## Directions for this task
Can you scale the stretch of the data from the line containing "Provide the mask of every instance of the <item>blue" through the end, both ends included, and give all of it again, requests and all? Multiply every coordinate in the answers by 1.75 and round each to a whole number, with halves going up.

------------------------------

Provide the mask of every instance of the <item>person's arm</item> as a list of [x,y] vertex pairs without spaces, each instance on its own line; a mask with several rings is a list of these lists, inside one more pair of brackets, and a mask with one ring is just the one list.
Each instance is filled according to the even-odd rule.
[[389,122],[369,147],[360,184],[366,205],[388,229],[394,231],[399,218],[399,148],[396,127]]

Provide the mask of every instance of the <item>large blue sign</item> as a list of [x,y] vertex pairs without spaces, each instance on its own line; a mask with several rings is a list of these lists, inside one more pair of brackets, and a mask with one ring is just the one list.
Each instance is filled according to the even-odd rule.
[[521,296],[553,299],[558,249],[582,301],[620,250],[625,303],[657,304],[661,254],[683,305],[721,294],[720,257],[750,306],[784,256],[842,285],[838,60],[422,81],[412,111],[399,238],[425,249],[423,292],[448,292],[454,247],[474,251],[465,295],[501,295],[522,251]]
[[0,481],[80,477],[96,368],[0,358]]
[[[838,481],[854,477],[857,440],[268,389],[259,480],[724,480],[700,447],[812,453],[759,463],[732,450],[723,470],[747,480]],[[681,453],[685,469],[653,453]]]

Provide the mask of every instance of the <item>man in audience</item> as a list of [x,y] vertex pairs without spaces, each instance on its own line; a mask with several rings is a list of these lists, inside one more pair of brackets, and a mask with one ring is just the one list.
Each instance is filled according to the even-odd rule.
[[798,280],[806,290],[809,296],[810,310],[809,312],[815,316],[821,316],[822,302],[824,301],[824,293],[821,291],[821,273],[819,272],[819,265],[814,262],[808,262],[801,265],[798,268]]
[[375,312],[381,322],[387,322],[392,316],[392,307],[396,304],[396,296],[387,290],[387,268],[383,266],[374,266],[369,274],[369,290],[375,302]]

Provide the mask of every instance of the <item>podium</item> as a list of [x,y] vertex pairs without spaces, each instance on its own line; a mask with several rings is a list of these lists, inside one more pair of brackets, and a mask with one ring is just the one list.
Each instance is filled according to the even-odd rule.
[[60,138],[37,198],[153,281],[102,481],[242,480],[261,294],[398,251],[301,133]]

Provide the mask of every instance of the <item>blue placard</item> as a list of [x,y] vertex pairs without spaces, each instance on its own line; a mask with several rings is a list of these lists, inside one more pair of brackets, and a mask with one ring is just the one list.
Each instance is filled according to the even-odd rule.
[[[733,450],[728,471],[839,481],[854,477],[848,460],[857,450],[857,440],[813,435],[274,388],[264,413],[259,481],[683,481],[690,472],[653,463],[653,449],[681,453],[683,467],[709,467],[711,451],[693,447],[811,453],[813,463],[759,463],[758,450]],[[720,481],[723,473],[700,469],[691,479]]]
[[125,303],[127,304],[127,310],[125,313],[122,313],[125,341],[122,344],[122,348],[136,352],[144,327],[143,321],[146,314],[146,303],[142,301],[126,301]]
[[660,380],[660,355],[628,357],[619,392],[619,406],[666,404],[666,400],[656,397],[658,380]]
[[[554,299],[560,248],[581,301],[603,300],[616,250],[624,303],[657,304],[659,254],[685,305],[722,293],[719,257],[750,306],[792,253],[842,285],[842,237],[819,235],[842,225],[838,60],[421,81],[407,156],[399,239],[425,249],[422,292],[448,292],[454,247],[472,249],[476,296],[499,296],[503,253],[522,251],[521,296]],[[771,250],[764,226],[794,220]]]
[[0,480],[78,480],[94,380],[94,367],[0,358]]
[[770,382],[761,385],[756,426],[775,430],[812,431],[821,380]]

------------------------------

## Response
Provide the mask of every instance of the <item>blue placard</item> as a list of [x,y] vertex pairs without spaces, each instance on its own line; a mask with several rings is a list of these lists, inside one more pair of brackets, and a mask with one ring is just the one list.
Each instance is filled according to the even-odd rule.
[[[1283,788],[1274,824],[1468,842],[1495,835],[1484,805],[1500,788],[1500,770],[1423,761],[480,679],[462,723],[453,842],[1195,842],[1208,826],[1143,810],[1143,786],[1192,793],[1195,817],[1241,817],[1244,789],[1213,782],[1419,793],[1423,810],[1328,810],[1327,788]],[[1260,842],[1265,828],[1225,821],[1209,838]]]
[[219,530],[222,532],[222,543],[219,548],[214,548],[219,597],[214,602],[214,609],[238,616],[252,572],[250,562],[256,550],[256,530],[249,527],[221,527]]
[[1155,665],[1155,621],[1099,625],[1083,686],[1083,711],[1166,707],[1166,700],[1148,695],[1152,665]]
[[[970,523],[980,434],[1017,527],[1055,525],[1078,438],[1092,530],[1150,532],[1153,445],[1199,534],[1264,513],[1258,450],[1313,536],[1386,443],[1474,499],[1474,415],[1433,411],[1474,394],[1467,105],[737,142],[712,273],[698,418],[744,436],[739,511],[784,511],[795,432],[826,436],[833,518],[873,518],[880,443],[914,439],[912,518]],[[1349,438],[1337,396],[1390,385]]]
[[0,840],[137,840],[165,665],[165,642],[0,627]]
[[1348,669],[1332,674],[1323,746],[1356,753],[1421,754],[1437,665]]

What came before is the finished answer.